-------- DATA PROVIDED
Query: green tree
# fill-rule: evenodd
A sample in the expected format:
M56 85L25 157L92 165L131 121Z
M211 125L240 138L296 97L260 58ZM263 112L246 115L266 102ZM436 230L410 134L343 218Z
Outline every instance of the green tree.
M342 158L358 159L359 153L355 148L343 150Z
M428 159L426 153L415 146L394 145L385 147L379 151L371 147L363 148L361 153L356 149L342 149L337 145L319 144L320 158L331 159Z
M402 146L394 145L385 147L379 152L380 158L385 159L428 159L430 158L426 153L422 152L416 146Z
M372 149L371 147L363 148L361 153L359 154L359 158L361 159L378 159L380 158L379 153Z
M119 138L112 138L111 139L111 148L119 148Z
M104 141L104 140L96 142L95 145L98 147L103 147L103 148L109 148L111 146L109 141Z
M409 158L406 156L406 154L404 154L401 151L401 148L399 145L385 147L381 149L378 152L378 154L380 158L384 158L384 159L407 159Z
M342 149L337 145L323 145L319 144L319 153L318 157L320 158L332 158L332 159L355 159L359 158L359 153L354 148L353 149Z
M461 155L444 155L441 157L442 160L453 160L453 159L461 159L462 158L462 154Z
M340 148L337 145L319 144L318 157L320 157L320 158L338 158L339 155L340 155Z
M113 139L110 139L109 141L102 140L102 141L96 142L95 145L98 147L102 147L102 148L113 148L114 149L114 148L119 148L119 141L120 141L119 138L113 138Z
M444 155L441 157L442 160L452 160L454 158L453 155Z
----------------
◆ ASSIGNMENT ◆
Out of the entries above, write out only the lines between the line holding "# fill-rule: evenodd" and the line holding "M211 125L240 138L296", inclusive, each exactly as given.

◆ WRITTEN RESPONSE ◆
# fill-rule: evenodd
A sample in the expected format:
M56 85L25 157L92 165L131 121Z
M211 125L240 138L296 97L260 58ZM263 112L246 115L266 102ZM436 230L410 134L343 218Z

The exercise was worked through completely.